— Source —
Listen to the Audio Sermon Below
|
This is one of the grandest chapters in the writings of Paul. It is especially grand to those who have lost friends. No sooner do loved ones pass away than the question arises, Shall we meet them again?
Paul answers this question and gives a consolation we can find so clearly stated nowhere else.
What a consolation to know, as we lay our friends away, that we shall meet them again in a little while!
As I go into a cemetery, I like to think of the time when the dead shall rise from their graves. We read part of this chapter in what we call the “burial service.”I think it is an unfortunate expression. Paul never talked of “burial.” He said the body was sown in corruption, sown in weakness, sown in dishonour, sown a natural body.
If I bury a bushel of wheat, I never expect to see it again, but if I sow it, I expect results. Thank God, our friends are not buried; they are only sown! I like the Saxon name for the cemetery — GOD’S ACRE.
The Gospel preached by the apostles rested upon four pillars: the atoning death of Christ, His burial and resurrection, His ascension, His coming again. These four doctrines were preached by all the apostles, and by them the Gospel must stand or fall.
In the opening verses of I Corinthians 15, we get a clear statement from Paul that the doctrine of the resurrection is a part of the Gospel. He defines the Gospel as meaning that Christ died for our sins, but not that only — He was buried and rose again the third day. Then he summons witnesses to prove the resurrection:
“He was seen of Cephas [Simon Peter] then of the twelve: After that, he was seen of above five hundred brethren at once; of whom the greater part remain unto this present, but some are fallen asleep. After that, he was seen of James; then of all the apostles. And last of all he was seen of me also, as of one born out of due time.”

— Challenges —
- 1) Summarize the sermon on the resurrection in two sentences.
- 2) Repeat the part of the sermon that opens with the words containing "As I go into" and closes with "a natural body.".
- 3) Pick up the sermon on the resurrection from the point where it stops, and continue it.
These entries have no connection to the sermon.

Dataset rows
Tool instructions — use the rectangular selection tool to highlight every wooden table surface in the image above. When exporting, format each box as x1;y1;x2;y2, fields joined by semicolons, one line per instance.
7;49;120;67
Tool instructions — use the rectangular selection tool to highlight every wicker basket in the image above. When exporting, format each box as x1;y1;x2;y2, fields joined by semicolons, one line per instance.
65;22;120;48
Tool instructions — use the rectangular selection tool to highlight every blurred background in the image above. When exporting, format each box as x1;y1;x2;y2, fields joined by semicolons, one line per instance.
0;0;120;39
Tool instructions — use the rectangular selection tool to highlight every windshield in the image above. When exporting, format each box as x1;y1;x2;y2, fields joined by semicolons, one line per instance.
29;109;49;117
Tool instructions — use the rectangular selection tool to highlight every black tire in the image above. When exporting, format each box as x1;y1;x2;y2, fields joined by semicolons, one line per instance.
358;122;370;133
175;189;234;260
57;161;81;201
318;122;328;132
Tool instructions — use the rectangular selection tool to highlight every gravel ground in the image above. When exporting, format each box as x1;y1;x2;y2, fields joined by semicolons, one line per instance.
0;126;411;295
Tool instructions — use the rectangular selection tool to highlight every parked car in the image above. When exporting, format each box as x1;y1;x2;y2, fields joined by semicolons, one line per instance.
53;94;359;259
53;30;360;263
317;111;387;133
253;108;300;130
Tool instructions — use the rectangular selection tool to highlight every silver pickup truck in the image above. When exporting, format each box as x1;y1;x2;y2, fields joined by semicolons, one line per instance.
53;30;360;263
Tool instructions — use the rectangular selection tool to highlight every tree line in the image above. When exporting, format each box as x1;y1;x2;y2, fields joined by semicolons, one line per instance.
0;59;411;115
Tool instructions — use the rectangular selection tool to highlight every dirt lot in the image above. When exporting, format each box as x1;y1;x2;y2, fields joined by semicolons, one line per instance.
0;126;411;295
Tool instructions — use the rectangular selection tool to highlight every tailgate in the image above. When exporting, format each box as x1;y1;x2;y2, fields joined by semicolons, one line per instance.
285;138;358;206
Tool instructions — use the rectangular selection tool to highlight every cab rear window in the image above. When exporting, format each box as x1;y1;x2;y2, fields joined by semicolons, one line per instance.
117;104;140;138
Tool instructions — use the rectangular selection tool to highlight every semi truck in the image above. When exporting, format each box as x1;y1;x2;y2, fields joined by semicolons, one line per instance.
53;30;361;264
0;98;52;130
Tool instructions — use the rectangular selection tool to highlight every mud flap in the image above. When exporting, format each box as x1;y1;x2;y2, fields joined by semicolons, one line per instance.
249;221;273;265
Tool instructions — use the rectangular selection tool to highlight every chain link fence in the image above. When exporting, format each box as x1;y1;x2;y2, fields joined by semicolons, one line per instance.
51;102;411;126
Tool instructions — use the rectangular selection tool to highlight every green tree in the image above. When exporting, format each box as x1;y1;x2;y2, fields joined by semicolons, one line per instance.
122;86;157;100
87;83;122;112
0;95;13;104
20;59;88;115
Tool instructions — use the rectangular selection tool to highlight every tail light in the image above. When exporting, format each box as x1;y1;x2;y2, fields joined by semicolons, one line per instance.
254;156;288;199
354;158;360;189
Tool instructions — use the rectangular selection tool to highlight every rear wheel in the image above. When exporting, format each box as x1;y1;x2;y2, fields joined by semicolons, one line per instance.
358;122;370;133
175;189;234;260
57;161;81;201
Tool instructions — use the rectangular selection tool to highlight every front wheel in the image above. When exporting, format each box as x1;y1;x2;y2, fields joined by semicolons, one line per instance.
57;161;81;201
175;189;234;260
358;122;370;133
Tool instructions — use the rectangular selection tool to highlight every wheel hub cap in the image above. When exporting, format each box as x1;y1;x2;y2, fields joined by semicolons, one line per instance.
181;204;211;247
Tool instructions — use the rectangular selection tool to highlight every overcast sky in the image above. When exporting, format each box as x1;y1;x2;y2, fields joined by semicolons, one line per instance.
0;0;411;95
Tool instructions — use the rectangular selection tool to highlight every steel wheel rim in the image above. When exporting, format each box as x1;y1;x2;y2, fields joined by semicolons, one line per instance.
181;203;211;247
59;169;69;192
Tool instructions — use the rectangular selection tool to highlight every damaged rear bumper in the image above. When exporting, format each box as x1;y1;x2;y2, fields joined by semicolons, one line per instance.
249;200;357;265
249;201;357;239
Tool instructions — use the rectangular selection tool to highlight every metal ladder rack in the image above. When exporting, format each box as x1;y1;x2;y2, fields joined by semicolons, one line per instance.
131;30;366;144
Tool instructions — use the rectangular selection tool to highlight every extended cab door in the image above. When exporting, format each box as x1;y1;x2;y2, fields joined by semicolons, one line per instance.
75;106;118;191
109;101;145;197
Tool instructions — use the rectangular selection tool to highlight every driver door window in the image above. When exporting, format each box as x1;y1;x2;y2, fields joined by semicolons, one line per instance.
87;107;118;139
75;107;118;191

— Responses for each task —
- 1) The sermon calls the resurrection chapter of Paul's writings a great consolation to the bereaved, since it promises that they will meet their loved ones again, and it holds that the dead are not buried but sown, like wheat that is expected to yield results. It names four pillars of the apostles' Gospel (Christ's atoning death, His burial and resurrection, His ascension, and His coming again) and notes that in I Corinthians 15 Paul makes the resurrection part of the Gospel and calls witnesses to prove it.

- 2)
As I go into a cemetery, I like to think of the time when the dead shall rise from their graves. We read part of this chapter in what we call the “burial service.”I think it is an unfortunate expression. Paul never talked of “burial.” He said the body was sown in corruption, sown in weakness, sown in dishonour, sown a natural body.

- 3)
Now that is pretty clear testimony, strong enough to satisfy a candid inquirer. But the Greeks had no belief in the possibility of the resurrection, and these converts at Corinth had been reared in that unbelief. So Paul puts the question:
“Now if Christ be preached that he rose from the dead, how say some among you that there is no resurrection of the dead?”
It was one of the false doctrines that had crept into the church at Corinth, because no orthodox Jew would ever think of questioning it.
To deny the resurrection is to say that we will never see more of the loved ones whose bodies have been committed to the clay. If Christ has not risen, this life is the only one, and we are as the brutes.
How cruel it is to have anyone love you if this be true! How horrible that they should let the tendrils of your heart twine around them, if, when they are torn away in death, it is to be the end. I would rather hate than love if I thought there will be no resurrection, because then I would feel no pangs at losing the hated thing.
Oh, the cruelty of unbelief! It takes away our brightest hopes.
“If in this life only we have hope in Christ, we are of all men most miserable.”
IMMORTALITY
Mankind has natural “yearnings after the infinite.” Among the most primitive peoples philosophers have detected what has been well called “an appetite for the infinite,” which belies the teaching that death ends all.
It is one of the points of difference between man and beast. Birds of the air and beasts of the field are much the same today as they were in Eden. They eat, sleep and pass their lives from sun to sun in unvarying monotony. Their desires and needs are the same.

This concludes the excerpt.